Find the line containing "Where can you see the man's neck" in the entries; transcribe it and all remaining lines through the end, exactly as they appear, but not the pictures.

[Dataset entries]
◇ ◇ ◇ ◇
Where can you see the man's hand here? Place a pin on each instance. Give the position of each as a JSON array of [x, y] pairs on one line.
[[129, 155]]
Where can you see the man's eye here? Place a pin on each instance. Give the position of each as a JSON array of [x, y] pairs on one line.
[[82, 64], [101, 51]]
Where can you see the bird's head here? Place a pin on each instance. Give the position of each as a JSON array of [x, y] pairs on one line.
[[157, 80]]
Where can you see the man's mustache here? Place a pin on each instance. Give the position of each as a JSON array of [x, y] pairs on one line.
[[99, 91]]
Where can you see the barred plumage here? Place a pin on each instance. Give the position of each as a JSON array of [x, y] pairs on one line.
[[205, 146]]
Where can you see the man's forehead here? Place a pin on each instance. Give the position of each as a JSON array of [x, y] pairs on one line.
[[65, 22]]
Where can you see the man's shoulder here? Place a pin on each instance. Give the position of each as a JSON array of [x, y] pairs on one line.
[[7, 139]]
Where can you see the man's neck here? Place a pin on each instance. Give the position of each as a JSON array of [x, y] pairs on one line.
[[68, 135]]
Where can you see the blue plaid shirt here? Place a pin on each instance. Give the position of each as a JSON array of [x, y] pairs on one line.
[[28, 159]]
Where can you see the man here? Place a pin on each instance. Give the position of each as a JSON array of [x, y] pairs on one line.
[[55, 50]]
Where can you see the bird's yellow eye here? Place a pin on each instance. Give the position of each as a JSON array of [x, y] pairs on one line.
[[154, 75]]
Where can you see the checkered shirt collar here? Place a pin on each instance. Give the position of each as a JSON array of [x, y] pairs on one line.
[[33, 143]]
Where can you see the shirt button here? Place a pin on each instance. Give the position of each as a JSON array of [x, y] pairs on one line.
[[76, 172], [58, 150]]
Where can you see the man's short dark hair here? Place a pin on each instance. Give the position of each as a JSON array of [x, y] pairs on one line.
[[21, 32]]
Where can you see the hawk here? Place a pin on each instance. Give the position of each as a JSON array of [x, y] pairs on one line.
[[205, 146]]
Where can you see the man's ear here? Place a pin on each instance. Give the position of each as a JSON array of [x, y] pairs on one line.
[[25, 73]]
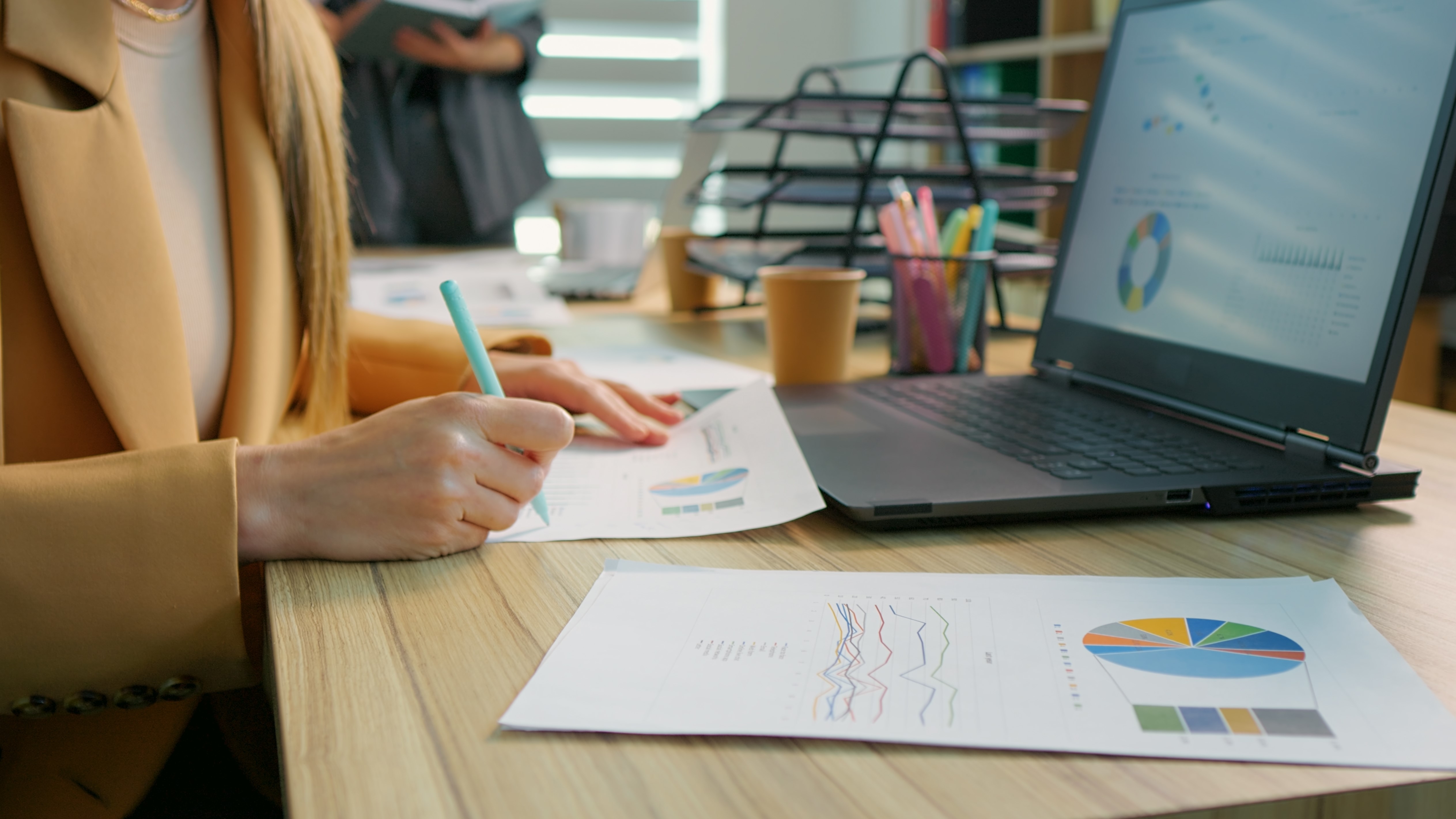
◇ ◇ ◇ ◇
▶ [Problem solution]:
Where can you see the man's neck here? Place a pin on each instance. Give the position of each as a JSON array of [x, y] pairs on one line.
[[68, 135]]
Where can you see the blue plaid shirt here? Place a pin on each instance. Give the position of each as a JSON array of [x, y] pairs on one line.
[[28, 159]]
Where can you see the man here? Place a pin on each instance. Give the position of each as a JSON array of [x, y] pairs on one line.
[[55, 50]]
Where can you see the bird's yellow eye here? Place a pin on each instance. Give the position of each as a JSON array of [x, y] pairs on one line.
[[154, 75]]
Where can you see the checkered shirt collar here? Place a pin on each instance. Give the position of each as a JSON array of [x, y] pairs on one line.
[[33, 143]]
Where can you see the shirt button here? Place a pin on each instance. Give the position of each as a JSON array of [x, y] pairs on one line.
[[76, 172], [58, 150]]
Where can you see the man's short dark hair here? Place a pin on each instance. Give the position of each as a JSON array of [x, y] pairs on one line.
[[21, 32]]
Where can you see the hawk here? Place a pin on each instance. Give the position of each as a JSON array of [x, y] pairs on one line.
[[205, 146]]
Where can you see the man's ear here? Place a pin on each instance. Give the position of each as a JSON array of [x, y] pairs on one line.
[[25, 73]]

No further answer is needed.